Direction: Which lines in the listing contain the word "Outline"? Copy each of them.

------ Input for this task ------

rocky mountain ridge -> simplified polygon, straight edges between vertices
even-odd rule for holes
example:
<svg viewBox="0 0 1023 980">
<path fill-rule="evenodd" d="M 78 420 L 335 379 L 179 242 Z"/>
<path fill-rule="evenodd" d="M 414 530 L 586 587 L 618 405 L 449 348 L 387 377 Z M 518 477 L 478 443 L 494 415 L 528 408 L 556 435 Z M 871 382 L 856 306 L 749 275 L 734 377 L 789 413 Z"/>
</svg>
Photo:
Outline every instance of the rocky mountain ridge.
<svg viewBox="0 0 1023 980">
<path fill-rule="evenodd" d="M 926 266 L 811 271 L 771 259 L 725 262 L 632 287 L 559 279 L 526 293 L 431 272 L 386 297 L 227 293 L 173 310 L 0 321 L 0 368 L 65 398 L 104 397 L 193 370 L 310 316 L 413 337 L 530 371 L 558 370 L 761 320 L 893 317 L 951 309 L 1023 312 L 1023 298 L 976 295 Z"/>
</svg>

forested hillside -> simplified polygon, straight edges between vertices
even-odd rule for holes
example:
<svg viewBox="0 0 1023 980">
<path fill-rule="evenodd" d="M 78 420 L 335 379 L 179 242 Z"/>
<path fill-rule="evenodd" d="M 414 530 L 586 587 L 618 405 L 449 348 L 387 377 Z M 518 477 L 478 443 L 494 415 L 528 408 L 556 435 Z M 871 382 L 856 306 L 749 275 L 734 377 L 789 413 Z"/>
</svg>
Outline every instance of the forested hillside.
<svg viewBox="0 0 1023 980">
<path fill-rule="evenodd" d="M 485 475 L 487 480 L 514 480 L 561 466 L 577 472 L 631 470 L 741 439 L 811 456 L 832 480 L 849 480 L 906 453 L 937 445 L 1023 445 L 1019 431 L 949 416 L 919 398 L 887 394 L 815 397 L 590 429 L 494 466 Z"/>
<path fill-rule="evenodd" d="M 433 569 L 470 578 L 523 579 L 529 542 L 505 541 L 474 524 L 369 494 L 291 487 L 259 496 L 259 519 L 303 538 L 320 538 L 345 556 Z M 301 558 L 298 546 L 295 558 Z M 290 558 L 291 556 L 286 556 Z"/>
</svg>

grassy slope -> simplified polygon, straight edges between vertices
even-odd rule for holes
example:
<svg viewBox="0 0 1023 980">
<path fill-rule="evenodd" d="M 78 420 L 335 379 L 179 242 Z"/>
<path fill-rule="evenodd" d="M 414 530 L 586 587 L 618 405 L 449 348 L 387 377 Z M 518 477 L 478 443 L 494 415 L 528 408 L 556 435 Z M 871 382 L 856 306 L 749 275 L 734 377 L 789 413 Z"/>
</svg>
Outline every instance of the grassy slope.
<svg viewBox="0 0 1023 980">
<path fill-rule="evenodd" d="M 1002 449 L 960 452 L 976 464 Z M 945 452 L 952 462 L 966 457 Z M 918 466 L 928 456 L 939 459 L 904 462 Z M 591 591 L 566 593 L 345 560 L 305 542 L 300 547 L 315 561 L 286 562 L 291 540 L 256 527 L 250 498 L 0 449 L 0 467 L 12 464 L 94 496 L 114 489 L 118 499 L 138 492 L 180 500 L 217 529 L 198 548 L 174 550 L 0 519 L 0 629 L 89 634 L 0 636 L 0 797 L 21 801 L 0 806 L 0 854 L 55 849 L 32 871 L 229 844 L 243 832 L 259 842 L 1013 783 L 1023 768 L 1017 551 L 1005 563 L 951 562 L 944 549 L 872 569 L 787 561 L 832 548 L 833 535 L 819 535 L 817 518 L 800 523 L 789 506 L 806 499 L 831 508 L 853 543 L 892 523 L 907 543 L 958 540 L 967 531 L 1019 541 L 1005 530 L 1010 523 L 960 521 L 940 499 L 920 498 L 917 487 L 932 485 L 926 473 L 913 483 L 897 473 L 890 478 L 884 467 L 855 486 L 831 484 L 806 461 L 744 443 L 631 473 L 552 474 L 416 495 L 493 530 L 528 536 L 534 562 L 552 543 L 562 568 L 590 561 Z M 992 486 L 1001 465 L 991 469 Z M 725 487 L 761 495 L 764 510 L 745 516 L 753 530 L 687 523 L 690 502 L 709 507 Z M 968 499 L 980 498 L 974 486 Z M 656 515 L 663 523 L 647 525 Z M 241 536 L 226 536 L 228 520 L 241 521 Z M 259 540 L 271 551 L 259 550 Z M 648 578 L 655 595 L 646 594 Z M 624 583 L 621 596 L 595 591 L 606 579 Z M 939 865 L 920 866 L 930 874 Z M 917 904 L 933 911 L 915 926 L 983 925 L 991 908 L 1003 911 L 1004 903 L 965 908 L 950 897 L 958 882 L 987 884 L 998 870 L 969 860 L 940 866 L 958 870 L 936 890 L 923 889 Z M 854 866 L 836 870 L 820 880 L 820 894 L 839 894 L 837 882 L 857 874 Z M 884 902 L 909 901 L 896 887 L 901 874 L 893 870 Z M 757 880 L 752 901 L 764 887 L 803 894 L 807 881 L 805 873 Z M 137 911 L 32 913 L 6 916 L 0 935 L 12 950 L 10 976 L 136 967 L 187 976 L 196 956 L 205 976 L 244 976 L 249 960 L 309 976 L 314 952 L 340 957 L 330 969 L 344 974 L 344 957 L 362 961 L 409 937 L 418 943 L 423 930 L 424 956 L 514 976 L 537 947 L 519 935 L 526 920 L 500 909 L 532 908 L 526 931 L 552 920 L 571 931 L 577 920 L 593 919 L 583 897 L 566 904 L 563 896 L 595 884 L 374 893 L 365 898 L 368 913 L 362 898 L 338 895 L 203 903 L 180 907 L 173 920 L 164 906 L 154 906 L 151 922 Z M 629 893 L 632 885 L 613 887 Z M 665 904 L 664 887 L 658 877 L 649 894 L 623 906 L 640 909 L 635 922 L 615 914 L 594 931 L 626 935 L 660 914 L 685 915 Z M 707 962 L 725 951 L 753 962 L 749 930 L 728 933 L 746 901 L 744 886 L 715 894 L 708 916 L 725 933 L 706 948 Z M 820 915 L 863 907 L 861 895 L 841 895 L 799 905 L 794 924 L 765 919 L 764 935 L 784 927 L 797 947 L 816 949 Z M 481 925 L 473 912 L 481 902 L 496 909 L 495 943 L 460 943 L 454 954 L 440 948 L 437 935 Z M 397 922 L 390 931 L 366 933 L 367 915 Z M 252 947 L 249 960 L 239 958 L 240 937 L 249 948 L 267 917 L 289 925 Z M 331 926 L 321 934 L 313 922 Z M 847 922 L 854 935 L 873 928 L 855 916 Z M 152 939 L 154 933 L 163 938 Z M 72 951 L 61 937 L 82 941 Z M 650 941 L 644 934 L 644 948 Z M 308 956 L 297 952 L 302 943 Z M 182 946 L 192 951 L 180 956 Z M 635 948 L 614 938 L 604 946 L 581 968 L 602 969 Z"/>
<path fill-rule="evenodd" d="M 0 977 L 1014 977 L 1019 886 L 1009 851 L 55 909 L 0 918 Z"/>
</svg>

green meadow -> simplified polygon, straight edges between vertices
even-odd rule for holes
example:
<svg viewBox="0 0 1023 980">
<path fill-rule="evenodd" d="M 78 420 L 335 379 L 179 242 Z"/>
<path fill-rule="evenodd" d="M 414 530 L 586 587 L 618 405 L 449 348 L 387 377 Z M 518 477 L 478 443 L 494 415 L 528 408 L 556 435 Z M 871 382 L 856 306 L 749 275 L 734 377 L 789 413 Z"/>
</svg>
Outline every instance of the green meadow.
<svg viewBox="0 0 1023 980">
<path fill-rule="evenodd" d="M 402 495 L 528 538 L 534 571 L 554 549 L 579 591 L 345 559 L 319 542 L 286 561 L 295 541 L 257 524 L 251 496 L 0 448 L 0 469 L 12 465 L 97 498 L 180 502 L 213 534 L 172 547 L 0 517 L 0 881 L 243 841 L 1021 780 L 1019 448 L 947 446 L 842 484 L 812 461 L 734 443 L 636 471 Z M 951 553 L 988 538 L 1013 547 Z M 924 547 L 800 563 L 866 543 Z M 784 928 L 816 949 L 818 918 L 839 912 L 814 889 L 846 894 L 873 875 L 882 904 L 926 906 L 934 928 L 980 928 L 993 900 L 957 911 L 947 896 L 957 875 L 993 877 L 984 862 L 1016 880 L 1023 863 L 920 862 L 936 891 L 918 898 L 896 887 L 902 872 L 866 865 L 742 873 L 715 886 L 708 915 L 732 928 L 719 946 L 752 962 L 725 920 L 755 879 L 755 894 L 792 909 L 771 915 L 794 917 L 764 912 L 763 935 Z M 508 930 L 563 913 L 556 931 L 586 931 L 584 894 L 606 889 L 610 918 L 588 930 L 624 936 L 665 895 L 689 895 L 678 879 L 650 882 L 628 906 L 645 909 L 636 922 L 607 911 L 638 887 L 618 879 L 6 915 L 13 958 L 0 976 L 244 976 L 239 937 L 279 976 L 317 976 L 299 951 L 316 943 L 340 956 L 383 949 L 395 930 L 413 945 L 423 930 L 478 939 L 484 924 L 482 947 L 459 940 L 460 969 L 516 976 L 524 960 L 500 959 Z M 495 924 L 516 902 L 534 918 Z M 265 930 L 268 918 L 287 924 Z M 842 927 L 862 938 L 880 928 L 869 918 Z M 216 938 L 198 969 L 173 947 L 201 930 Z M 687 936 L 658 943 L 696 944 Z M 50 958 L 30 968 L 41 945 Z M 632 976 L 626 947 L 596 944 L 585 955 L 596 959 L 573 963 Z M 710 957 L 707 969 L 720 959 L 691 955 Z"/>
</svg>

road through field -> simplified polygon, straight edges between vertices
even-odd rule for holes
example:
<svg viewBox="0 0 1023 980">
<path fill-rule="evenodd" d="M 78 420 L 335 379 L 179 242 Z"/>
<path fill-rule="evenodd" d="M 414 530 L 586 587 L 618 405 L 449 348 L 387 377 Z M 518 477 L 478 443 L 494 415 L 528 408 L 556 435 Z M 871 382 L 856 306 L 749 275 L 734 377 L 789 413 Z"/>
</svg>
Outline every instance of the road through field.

------

Final result:
Outline every instance of the rocky mountain ridge.
Outline every instance of the forested hillside.
Outline every instance of the grassy slope.
Outline every instance of the green meadow.
Outline every instance of the road through field.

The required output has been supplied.